詩はどこにあるか(谷内修三の読書日記)

日々、読んだ本の感想。ときには映画の感想も。

林嗣夫「余白の道」、小松弘愛「落葉」

2009-03-22 13:50:15 | 詩(雑誌・同人誌)
林嗣夫「余白の道」、小松弘愛「落葉」(「兆」141 、2009年02月01日発行)

 林嗣夫「余白の道」は何が書いてあるのか、わからない。そして、そのわからないところが、とても魅力的だ。全行。

高橋和己の小説を読んでいて
あるページまできたとき
ふいに脇道にそれてしまった

そのページの右上から左下にむかって
一すじのかすかな道がつづいていたのだ
句点「。」や読点「、」がつくりだす小さな余白の
つらなりが
とぎれそうになったり
折れ曲がったりして

それはまるで
物語の森を通過するひそやかなけものみちだった
あるいは
文字の砂漠を行きなずみくねっていった
毒へびのあとだった

高橋和己の小説を読んでいて
ふいに高橋和己からはぐれてしまった
言葉の茂みを通過する一すじの細い道
そして思い出したのだ
そこをくぐりぬける虹色の羽をもつ鳥を
尾が長いためけっして後戻りすることのできない鳥のことを

 句読点が1ページのなかで偶然美しい模様を描いている。ことばを読んでいるはずなのに、そのことばが消え、句読点がつくりだす「空白」がひとつの模様として見える。そこから、林は、高橋のことばが語っている「意味」ではなく、ふっと脇道にそれる。想像力が、本来のことばの描き出しているもの以外を追いかける。しかし、それはほんとうにことばが描き出しているもの以外なのか。もしかすると、ことばが隠しているほんとうの「獲物」かもしれない。
 林はそれを美しい鳥にたとえて書いている。美しい鳥は比喩であり、象徴である。
 比喩や象徴は、ほんとうは、それが指し示す「意味」、いま、ここにはない「意味」を明確に伝えなければ比喩、象徴の働きをしているとはいえない--はずである。
 私は林が書いている美しい鳥の比喩の「意味」、象徴の「意味」がわからない。だから、この詩を何度読んでもわからないと書くのだが、わからないと書きながら、そのとりの美しい姿、その死、その断末魔--それをとても美しく感じ、その美しさ、それがわかりさえすれば、鳥が何の比喩、何の象徴かわからなくてもかまわない、と感じてしまう。

▸ **記録一覧**
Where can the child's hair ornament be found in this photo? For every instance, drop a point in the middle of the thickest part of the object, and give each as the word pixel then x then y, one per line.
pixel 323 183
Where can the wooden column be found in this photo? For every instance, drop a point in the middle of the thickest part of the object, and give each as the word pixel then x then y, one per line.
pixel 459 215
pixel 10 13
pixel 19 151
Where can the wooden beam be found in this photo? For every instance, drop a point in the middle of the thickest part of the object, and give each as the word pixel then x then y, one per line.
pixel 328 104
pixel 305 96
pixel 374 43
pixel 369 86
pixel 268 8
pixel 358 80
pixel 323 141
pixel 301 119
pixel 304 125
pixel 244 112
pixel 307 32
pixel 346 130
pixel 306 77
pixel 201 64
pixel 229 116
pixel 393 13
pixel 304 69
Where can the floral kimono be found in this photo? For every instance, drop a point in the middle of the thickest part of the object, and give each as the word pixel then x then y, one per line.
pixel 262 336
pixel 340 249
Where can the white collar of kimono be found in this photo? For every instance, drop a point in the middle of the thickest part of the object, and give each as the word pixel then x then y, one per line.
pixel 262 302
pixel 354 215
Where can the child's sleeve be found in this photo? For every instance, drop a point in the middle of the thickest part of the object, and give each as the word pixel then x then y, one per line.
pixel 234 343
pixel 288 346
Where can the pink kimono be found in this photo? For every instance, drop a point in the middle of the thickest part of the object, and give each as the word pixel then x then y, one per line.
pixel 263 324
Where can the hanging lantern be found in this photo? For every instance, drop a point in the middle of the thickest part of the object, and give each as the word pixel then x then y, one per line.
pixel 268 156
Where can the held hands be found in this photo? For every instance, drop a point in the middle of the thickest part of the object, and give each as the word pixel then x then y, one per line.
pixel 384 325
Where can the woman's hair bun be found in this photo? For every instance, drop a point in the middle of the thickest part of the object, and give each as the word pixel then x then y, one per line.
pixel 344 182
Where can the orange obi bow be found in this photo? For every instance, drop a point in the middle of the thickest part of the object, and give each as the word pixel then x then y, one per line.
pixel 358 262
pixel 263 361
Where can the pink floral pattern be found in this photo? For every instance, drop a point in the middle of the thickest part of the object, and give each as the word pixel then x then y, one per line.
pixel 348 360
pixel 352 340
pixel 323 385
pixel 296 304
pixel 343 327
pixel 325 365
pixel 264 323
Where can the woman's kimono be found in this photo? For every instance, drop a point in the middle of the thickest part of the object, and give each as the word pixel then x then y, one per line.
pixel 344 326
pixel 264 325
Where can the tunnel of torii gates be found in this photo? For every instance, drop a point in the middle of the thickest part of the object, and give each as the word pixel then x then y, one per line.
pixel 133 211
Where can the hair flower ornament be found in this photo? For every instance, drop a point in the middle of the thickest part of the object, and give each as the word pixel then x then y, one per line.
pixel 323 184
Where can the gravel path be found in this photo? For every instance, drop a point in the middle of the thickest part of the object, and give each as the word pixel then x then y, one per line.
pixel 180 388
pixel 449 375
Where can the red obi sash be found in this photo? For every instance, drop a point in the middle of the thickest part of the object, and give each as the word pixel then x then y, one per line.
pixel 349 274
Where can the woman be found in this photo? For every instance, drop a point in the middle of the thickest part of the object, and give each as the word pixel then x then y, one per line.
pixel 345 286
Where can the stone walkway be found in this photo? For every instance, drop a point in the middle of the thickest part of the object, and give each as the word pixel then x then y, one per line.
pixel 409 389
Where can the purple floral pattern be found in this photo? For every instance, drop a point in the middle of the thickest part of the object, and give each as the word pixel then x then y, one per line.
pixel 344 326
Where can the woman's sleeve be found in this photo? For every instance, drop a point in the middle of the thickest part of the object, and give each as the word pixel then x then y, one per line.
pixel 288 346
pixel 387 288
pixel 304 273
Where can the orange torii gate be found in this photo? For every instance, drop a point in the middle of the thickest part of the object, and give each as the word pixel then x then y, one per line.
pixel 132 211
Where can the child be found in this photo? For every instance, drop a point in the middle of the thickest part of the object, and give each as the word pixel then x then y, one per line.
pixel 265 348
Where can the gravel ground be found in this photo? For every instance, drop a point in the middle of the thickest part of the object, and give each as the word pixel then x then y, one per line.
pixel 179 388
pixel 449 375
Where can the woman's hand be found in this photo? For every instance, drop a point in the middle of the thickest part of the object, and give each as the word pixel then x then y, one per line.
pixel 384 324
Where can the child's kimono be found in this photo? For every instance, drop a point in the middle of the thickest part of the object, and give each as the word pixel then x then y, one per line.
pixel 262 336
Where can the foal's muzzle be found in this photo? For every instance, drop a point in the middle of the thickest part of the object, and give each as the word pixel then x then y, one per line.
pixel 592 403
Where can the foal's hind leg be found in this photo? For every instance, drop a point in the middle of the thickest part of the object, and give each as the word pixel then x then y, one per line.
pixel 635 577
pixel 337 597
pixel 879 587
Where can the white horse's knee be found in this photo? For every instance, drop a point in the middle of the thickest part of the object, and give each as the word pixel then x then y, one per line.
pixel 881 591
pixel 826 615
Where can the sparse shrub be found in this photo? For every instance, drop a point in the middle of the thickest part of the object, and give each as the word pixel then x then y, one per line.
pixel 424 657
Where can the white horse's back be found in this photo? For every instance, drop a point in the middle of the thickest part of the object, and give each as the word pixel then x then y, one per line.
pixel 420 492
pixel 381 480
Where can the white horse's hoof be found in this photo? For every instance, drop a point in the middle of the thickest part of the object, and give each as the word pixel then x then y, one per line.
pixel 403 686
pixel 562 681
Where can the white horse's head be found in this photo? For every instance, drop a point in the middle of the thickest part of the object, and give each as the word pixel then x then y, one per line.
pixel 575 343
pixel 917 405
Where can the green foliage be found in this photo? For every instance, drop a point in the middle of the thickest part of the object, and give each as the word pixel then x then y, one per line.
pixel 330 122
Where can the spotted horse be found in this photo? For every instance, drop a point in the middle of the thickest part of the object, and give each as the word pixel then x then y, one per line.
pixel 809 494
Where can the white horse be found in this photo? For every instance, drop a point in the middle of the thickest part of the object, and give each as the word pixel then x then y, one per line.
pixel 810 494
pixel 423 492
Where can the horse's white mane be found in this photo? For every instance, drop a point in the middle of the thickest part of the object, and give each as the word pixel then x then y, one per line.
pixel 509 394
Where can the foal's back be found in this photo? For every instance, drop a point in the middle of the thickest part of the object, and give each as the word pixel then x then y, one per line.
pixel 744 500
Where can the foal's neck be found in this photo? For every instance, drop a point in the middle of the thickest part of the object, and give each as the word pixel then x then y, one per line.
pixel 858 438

▸ **課題指示**
原文で筆者は、林嗣夫の詩を何度読んでもわからないと書いています。その理由を、原文に沿って一〜三文で説明してください。

▸ **解答例**
筆者には、林が書いている美しい鳥の比喩の「意味」と象徴の「意味」がわからないからです。